**Instruction**
Locate the line that contains "One point goes on each instance of the dark". Reproduce it and all following lines up to the end of the material, exactly and with nothing added.

**Data listing**

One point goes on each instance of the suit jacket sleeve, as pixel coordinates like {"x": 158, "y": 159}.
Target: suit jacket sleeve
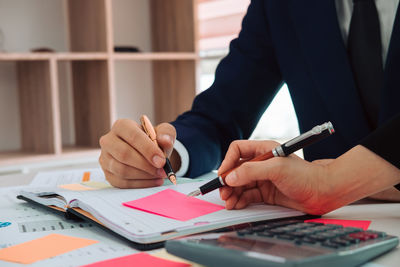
{"x": 246, "y": 81}
{"x": 384, "y": 141}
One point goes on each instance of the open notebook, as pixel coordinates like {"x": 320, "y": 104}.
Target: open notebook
{"x": 104, "y": 206}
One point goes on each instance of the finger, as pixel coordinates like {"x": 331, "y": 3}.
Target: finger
{"x": 323, "y": 162}
{"x": 125, "y": 183}
{"x": 128, "y": 172}
{"x": 128, "y": 156}
{"x": 244, "y": 149}
{"x": 166, "y": 135}
{"x": 225, "y": 192}
{"x": 247, "y": 197}
{"x": 131, "y": 133}
{"x": 249, "y": 172}
{"x": 233, "y": 198}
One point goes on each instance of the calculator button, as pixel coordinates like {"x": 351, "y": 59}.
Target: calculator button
{"x": 308, "y": 240}
{"x": 350, "y": 230}
{"x": 318, "y": 237}
{"x": 315, "y": 223}
{"x": 245, "y": 232}
{"x": 330, "y": 244}
{"x": 380, "y": 234}
{"x": 351, "y": 240}
{"x": 265, "y": 234}
{"x": 277, "y": 231}
{"x": 297, "y": 234}
{"x": 341, "y": 242}
{"x": 286, "y": 236}
{"x": 259, "y": 228}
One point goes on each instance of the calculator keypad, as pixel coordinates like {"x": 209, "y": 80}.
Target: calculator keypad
{"x": 301, "y": 233}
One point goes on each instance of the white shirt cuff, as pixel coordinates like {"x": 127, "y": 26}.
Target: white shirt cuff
{"x": 184, "y": 154}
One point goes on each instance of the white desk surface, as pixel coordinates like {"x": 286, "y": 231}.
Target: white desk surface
{"x": 384, "y": 216}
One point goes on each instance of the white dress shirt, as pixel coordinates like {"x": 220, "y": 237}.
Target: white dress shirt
{"x": 386, "y": 11}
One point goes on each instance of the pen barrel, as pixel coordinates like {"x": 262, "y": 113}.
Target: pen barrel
{"x": 212, "y": 185}
{"x": 314, "y": 135}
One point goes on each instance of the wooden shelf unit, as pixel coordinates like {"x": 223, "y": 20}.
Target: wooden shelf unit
{"x": 91, "y": 61}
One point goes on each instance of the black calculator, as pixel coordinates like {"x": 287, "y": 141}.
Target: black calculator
{"x": 285, "y": 243}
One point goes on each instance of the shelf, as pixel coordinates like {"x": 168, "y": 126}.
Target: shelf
{"x": 74, "y": 56}
{"x": 62, "y": 102}
{"x": 155, "y": 56}
{"x": 8, "y": 158}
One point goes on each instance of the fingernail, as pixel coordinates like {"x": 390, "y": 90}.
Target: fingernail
{"x": 231, "y": 178}
{"x": 161, "y": 173}
{"x": 158, "y": 161}
{"x": 167, "y": 138}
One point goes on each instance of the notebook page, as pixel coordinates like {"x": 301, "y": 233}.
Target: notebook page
{"x": 106, "y": 205}
{"x": 55, "y": 178}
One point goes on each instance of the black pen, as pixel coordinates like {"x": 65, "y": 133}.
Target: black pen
{"x": 315, "y": 134}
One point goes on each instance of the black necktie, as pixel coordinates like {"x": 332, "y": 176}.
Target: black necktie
{"x": 365, "y": 54}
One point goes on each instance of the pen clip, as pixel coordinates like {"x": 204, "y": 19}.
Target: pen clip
{"x": 148, "y": 128}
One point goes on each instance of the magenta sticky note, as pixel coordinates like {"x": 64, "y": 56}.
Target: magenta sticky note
{"x": 345, "y": 223}
{"x": 139, "y": 259}
{"x": 172, "y": 204}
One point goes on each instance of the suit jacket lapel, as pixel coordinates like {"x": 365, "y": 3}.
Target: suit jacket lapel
{"x": 321, "y": 40}
{"x": 391, "y": 92}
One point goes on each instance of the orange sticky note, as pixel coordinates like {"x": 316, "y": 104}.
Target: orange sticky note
{"x": 345, "y": 223}
{"x": 43, "y": 248}
{"x": 86, "y": 177}
{"x": 175, "y": 205}
{"x": 76, "y": 187}
{"x": 139, "y": 259}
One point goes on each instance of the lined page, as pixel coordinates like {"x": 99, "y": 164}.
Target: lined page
{"x": 106, "y": 205}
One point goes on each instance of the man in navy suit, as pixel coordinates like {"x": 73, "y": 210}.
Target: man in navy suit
{"x": 317, "y": 48}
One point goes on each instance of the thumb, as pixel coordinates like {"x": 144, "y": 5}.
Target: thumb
{"x": 166, "y": 135}
{"x": 248, "y": 172}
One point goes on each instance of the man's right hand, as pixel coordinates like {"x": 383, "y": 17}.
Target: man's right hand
{"x": 130, "y": 159}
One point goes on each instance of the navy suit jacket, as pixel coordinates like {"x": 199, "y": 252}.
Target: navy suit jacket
{"x": 299, "y": 43}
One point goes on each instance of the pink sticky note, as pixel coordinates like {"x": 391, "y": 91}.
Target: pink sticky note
{"x": 345, "y": 223}
{"x": 140, "y": 259}
{"x": 174, "y": 205}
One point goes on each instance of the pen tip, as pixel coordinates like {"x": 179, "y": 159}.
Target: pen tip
{"x": 172, "y": 178}
{"x": 195, "y": 193}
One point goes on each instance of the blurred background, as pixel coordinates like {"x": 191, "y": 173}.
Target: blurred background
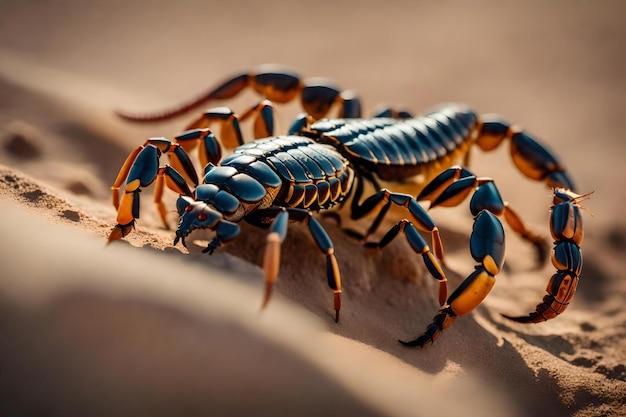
{"x": 556, "y": 68}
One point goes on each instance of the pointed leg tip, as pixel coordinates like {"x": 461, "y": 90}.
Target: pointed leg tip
{"x": 519, "y": 319}
{"x": 267, "y": 296}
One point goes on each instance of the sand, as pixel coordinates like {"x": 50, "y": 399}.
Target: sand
{"x": 141, "y": 327}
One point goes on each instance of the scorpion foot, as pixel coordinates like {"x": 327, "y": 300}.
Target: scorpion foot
{"x": 121, "y": 230}
{"x": 214, "y": 244}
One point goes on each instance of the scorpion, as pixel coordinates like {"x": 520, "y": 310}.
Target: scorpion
{"x": 324, "y": 162}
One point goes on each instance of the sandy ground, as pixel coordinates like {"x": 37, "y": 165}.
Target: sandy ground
{"x": 143, "y": 328}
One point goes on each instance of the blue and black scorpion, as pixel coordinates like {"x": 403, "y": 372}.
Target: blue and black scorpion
{"x": 324, "y": 163}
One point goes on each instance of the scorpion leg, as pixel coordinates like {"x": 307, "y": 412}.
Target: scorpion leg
{"x": 453, "y": 185}
{"x": 420, "y": 247}
{"x": 210, "y": 151}
{"x": 264, "y": 120}
{"x": 140, "y": 169}
{"x": 423, "y": 222}
{"x": 566, "y": 226}
{"x": 487, "y": 248}
{"x": 230, "y": 131}
{"x": 277, "y": 234}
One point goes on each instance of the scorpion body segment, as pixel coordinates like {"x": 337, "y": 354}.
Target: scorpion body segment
{"x": 395, "y": 149}
{"x": 323, "y": 163}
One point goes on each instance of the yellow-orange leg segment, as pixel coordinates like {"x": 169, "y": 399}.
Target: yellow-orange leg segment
{"x": 140, "y": 169}
{"x": 277, "y": 234}
{"x": 566, "y": 226}
{"x": 487, "y": 247}
{"x": 454, "y": 185}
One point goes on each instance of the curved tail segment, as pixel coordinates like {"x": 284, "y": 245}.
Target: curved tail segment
{"x": 487, "y": 247}
{"x": 566, "y": 227}
{"x": 273, "y": 82}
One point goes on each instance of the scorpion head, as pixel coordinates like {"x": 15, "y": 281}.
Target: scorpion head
{"x": 195, "y": 215}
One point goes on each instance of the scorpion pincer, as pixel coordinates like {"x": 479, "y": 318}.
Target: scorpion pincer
{"x": 325, "y": 163}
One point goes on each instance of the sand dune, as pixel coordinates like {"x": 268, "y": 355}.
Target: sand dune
{"x": 141, "y": 327}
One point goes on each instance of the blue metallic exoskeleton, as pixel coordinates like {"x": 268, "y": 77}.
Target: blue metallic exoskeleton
{"x": 325, "y": 163}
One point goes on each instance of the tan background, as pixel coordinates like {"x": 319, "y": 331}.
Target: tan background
{"x": 557, "y": 68}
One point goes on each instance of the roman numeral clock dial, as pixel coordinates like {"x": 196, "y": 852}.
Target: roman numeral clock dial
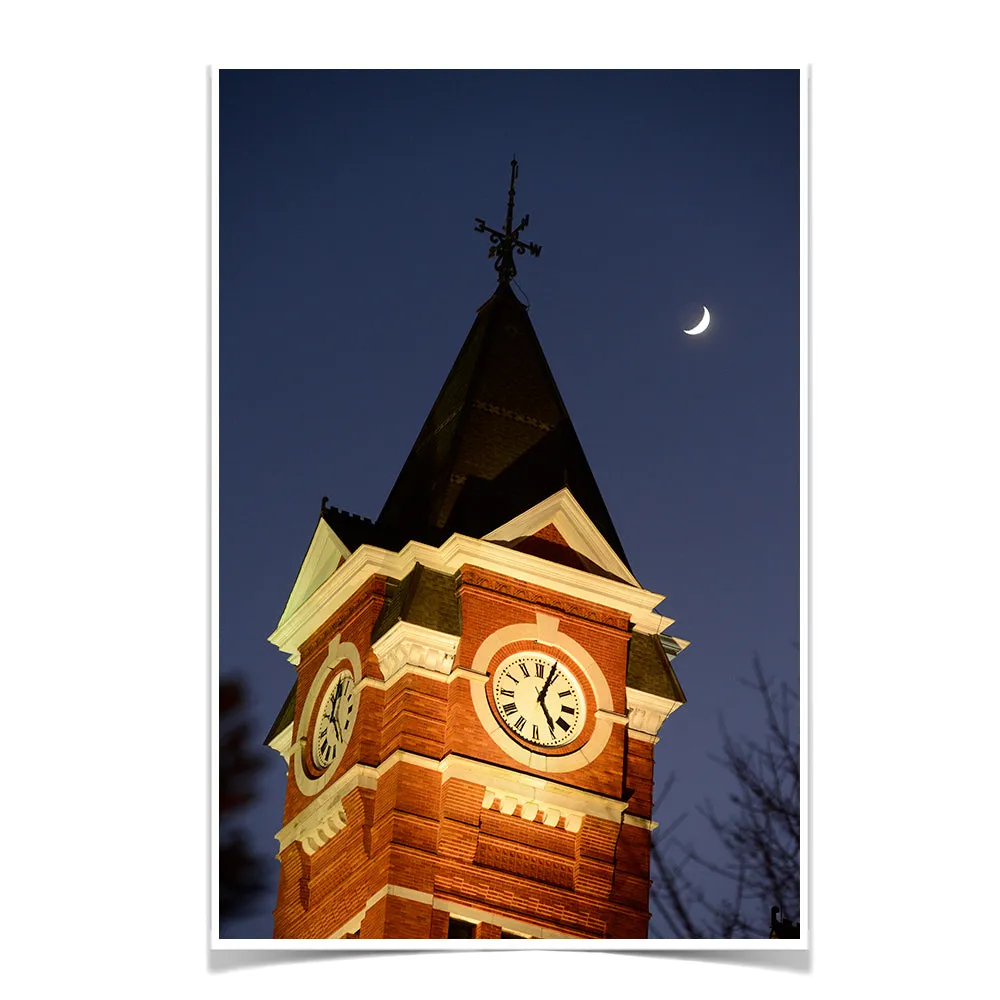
{"x": 334, "y": 722}
{"x": 538, "y": 699}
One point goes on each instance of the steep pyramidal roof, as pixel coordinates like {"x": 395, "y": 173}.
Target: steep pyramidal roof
{"x": 497, "y": 440}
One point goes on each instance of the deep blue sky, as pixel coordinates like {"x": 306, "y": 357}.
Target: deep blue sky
{"x": 349, "y": 275}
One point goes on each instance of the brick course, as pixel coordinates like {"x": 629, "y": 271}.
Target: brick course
{"x": 429, "y": 834}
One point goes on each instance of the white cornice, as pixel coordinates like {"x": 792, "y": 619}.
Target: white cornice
{"x": 325, "y": 815}
{"x": 406, "y": 644}
{"x": 647, "y": 712}
{"x": 567, "y": 516}
{"x": 367, "y": 561}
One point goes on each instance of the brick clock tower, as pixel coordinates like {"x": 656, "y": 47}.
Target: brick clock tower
{"x": 480, "y": 679}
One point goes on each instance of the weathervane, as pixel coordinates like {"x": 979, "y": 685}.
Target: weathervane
{"x": 506, "y": 244}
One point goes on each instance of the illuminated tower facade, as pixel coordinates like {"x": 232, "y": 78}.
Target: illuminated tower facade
{"x": 480, "y": 678}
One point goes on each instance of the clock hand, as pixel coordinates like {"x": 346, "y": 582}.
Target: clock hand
{"x": 333, "y": 714}
{"x": 545, "y": 686}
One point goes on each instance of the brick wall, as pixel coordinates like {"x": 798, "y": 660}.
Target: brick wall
{"x": 428, "y": 833}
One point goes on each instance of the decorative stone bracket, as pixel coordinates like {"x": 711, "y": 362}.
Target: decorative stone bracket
{"x": 406, "y": 644}
{"x": 647, "y": 712}
{"x": 531, "y": 808}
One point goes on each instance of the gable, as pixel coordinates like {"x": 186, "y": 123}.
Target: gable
{"x": 558, "y": 529}
{"x": 325, "y": 553}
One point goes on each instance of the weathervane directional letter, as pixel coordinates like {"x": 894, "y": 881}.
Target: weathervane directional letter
{"x": 506, "y": 244}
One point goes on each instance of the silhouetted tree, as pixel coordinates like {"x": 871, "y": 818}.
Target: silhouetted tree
{"x": 241, "y": 878}
{"x": 758, "y": 868}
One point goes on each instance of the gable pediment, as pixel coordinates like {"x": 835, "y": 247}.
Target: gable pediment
{"x": 559, "y": 522}
{"x": 325, "y": 553}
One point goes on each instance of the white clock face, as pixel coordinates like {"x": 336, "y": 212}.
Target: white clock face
{"x": 335, "y": 721}
{"x": 538, "y": 699}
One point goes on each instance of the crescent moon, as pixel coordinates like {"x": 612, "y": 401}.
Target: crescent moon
{"x": 702, "y": 323}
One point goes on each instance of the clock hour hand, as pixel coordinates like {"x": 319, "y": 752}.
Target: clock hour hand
{"x": 545, "y": 687}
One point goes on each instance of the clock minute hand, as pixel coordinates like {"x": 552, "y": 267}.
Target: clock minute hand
{"x": 545, "y": 687}
{"x": 333, "y": 713}
{"x": 548, "y": 718}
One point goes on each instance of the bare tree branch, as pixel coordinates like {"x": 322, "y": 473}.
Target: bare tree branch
{"x": 758, "y": 836}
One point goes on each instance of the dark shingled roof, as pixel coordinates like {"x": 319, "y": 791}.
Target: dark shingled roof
{"x": 497, "y": 441}
{"x": 285, "y": 717}
{"x": 649, "y": 669}
{"x": 423, "y": 597}
{"x": 352, "y": 529}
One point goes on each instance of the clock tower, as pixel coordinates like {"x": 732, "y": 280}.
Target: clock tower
{"x": 480, "y": 678}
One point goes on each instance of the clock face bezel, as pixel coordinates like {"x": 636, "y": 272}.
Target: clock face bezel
{"x": 334, "y": 722}
{"x": 552, "y": 724}
{"x": 544, "y": 635}
{"x": 341, "y": 656}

**Final result**
One point goes on each instance of the dark shingled roof, as pixel coordinates like {"x": 319, "y": 791}.
Target: dark shingled roof
{"x": 497, "y": 441}
{"x": 285, "y": 717}
{"x": 649, "y": 669}
{"x": 423, "y": 597}
{"x": 352, "y": 529}
One point goes on each instance of the clock tower, as pixel coordinates like {"x": 732, "y": 280}.
Target: clock tower
{"x": 480, "y": 678}
One point goes on each instance of the clock face bezel, as pixel coordinates like {"x": 636, "y": 272}.
Target: clock face bezel
{"x": 334, "y": 722}
{"x": 552, "y": 724}
{"x": 544, "y": 635}
{"x": 341, "y": 656}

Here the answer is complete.